A virtually unlimited blood supply can be achieved through a process of "immortalizing" stem cells at an early stage, according to a new research finding.
The need for more blood donations is a seemingly never-ending problem. Between interruptions to the donation process, fear of needles, rare blood types, and a general lack of awareness, life-saving blood supplies are difficult to stock.
‘The trick is to create "immortalized" premature red blood cells that you can culture as much as you like, making mass production a real possibility.’
Scientists working at the University of Bristol and NHS Blood and Transplant recently published their research in the journal Nature.
Through a complicated process, the researchers have found that they can hold the stem cell in its pre-exhausted state and coax it to produce red blood cells indefinitely.
The process is expensive and isn't currently viable for solving the world's blood supply shortages. The team has only produced "liters" of its own product, thus far.

* Assignment: Continue the article on producing blood from immortalized stem cells, starting after its last sentence.

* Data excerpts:
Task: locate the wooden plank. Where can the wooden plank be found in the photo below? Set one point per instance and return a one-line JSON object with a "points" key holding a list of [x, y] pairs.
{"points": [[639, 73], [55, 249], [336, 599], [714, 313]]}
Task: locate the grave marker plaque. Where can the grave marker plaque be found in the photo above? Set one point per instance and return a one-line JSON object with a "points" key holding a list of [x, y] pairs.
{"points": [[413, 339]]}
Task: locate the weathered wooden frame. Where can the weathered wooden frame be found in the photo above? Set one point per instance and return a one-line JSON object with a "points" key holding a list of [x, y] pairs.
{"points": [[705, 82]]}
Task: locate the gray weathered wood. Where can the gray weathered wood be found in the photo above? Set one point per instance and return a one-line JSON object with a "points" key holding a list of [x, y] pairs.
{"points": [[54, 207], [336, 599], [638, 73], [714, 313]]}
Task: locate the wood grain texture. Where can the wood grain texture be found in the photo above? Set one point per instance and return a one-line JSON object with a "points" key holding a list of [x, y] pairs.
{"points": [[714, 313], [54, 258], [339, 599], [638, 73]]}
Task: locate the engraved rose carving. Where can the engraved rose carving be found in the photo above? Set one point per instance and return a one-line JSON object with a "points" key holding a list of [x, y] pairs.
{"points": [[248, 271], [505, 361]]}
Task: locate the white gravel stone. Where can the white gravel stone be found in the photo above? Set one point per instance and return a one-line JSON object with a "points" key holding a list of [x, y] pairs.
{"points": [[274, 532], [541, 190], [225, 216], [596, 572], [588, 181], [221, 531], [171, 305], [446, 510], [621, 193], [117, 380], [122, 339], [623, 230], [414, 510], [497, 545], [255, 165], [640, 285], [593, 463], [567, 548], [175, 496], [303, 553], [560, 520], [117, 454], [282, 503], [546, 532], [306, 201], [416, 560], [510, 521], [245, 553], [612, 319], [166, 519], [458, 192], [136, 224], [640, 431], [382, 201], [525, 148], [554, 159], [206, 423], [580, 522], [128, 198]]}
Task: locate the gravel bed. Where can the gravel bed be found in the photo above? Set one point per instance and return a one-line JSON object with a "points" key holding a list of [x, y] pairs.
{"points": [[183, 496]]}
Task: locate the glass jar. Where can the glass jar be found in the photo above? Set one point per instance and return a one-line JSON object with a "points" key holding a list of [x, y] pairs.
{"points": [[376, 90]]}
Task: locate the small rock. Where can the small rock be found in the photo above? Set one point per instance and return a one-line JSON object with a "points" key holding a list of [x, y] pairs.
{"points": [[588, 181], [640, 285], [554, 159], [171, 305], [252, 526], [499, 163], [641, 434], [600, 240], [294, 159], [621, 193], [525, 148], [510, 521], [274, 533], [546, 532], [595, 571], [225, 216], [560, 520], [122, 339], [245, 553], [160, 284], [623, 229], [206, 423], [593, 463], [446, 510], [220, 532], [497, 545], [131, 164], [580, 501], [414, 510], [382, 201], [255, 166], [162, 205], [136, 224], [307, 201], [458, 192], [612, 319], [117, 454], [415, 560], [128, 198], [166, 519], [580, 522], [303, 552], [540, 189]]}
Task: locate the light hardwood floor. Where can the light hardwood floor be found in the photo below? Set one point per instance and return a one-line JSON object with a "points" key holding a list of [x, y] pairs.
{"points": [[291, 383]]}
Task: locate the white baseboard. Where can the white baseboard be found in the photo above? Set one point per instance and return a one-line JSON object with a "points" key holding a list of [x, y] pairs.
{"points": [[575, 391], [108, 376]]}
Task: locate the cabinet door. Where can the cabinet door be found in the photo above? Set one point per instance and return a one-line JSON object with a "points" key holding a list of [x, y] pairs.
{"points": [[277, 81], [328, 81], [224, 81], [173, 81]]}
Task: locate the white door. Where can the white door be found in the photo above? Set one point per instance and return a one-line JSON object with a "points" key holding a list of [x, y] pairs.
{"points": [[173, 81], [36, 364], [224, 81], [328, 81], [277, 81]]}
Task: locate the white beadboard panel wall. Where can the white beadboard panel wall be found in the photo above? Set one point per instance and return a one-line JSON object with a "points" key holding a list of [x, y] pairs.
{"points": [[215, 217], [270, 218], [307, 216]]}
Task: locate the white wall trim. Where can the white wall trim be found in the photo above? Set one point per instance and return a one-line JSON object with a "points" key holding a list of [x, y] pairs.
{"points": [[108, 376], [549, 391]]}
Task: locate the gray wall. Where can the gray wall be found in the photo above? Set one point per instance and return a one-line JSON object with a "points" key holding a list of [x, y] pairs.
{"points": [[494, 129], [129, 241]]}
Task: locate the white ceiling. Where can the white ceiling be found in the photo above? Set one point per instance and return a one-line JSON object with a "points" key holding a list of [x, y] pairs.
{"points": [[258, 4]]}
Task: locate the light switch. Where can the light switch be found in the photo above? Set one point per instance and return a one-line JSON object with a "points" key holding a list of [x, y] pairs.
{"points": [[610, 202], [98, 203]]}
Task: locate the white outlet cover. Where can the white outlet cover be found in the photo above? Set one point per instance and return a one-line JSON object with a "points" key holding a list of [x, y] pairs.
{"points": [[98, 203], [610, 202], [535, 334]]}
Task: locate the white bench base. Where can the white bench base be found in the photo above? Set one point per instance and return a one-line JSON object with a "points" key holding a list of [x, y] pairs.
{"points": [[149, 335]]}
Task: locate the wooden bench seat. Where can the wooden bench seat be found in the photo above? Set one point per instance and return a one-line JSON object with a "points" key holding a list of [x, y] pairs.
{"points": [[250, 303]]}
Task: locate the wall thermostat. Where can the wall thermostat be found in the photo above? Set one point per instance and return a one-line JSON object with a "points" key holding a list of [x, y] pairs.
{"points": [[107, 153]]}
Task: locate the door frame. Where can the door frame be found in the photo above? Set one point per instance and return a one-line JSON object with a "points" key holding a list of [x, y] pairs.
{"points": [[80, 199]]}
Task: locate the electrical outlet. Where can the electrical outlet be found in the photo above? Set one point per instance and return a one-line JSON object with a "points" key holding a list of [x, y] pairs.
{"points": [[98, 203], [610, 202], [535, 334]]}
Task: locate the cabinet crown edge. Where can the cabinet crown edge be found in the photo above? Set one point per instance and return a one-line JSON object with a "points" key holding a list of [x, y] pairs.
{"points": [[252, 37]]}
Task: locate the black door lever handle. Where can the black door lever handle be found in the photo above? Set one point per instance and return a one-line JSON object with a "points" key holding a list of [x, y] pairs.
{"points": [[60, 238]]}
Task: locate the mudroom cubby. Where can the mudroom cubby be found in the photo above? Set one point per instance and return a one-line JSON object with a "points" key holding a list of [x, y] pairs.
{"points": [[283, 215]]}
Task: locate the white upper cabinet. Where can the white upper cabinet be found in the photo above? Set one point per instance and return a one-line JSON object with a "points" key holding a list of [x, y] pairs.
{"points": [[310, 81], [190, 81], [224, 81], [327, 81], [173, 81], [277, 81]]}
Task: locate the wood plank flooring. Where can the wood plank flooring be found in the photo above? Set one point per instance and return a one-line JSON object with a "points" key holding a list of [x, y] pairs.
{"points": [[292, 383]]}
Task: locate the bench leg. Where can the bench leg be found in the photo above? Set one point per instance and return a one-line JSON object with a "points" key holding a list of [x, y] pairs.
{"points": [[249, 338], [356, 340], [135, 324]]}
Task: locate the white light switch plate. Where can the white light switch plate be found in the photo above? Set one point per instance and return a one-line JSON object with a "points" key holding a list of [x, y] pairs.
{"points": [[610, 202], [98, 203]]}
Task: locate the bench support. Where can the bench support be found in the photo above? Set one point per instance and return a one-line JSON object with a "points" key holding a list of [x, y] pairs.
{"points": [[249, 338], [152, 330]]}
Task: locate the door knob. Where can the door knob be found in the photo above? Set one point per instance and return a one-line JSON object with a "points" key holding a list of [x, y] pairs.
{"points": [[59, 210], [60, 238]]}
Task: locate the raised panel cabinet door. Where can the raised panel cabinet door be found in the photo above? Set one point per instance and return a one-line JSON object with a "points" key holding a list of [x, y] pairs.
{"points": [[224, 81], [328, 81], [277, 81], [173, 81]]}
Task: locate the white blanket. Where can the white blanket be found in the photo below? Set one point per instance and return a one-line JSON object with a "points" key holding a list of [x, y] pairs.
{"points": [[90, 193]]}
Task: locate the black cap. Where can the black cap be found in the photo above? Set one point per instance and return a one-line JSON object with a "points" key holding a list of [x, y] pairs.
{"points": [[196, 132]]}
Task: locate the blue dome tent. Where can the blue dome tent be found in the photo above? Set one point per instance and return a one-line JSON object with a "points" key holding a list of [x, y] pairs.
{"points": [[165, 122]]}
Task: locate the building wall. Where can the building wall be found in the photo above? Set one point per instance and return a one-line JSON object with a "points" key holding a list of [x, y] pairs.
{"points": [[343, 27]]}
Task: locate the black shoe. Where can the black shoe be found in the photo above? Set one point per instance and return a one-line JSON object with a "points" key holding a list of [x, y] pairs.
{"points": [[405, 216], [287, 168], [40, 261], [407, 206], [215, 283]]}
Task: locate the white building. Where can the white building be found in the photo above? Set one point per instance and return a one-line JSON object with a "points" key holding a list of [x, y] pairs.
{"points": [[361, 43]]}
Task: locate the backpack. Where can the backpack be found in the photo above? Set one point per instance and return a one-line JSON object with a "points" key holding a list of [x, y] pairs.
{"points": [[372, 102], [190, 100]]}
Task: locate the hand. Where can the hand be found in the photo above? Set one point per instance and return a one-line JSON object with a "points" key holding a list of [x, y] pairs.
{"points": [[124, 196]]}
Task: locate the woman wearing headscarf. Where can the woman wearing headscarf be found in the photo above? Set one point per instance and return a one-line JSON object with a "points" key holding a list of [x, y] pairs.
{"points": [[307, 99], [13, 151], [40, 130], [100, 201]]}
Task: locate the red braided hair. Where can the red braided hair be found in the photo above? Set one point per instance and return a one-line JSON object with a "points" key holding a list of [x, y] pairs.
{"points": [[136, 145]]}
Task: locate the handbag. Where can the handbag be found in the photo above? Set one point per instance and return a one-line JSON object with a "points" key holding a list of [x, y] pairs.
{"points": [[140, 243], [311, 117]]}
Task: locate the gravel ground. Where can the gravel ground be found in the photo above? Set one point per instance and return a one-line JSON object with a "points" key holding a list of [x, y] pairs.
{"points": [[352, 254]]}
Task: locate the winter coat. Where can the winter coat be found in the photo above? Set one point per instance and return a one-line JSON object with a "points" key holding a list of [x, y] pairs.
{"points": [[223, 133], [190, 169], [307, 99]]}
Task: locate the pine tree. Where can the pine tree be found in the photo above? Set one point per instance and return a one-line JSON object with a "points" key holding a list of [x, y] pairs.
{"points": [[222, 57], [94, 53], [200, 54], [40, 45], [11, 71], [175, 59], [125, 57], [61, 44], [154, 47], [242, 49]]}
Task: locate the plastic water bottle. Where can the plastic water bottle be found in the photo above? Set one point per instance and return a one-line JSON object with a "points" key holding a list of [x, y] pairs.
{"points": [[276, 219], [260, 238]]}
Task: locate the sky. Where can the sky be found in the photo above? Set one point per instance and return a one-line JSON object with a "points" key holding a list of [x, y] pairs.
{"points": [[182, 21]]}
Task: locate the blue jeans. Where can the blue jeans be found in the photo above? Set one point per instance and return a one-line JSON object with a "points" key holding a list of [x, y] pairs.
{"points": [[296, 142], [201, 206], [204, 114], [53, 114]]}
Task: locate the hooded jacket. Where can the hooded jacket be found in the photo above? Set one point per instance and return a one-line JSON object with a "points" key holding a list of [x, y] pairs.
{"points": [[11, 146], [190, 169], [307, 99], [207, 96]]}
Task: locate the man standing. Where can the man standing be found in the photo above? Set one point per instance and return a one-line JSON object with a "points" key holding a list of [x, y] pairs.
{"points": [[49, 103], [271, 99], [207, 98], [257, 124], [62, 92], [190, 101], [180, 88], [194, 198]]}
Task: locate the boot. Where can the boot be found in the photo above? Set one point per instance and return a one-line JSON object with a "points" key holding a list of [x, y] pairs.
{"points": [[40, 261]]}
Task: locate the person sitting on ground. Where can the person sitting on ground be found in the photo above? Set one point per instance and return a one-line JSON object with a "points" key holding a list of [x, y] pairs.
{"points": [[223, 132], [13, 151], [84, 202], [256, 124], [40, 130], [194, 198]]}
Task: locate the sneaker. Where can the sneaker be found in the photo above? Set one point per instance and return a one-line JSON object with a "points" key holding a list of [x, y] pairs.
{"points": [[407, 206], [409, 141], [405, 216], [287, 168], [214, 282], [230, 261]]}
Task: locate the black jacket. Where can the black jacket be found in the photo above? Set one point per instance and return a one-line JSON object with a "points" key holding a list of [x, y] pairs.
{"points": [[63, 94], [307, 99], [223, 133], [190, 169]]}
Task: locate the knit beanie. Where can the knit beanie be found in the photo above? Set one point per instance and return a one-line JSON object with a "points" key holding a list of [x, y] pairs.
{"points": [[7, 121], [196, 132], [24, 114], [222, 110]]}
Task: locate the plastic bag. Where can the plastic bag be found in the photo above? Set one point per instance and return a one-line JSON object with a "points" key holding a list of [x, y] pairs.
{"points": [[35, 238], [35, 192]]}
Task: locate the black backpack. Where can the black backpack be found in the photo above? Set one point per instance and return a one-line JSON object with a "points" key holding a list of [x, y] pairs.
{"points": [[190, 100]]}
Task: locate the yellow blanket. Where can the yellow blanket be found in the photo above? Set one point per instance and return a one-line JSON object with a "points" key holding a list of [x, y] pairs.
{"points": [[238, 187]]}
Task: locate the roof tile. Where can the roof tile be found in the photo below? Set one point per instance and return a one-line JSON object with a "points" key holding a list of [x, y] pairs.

* Response box:
"The intention is not to replace blood donation but provide specialist treatment for specific patient groups," Dr. Dave Anstee, director of the NIHR Blood and Transplant Research Unit at Bristol and NHS, writes in a statement. According to Anstee,
"The patients who stand to potentially benefit most are those with complex and life-limiting conditions like sickle cell disease and thalassemia, which can require multiple transfusions of well-matched blood."
Following clinical trials, the technique would also benefit people with the rarest blood types. Black, Asian and minority ethnic communities have the most prevalent occurrence of rare blood types like O Rh positive and B Rh positive.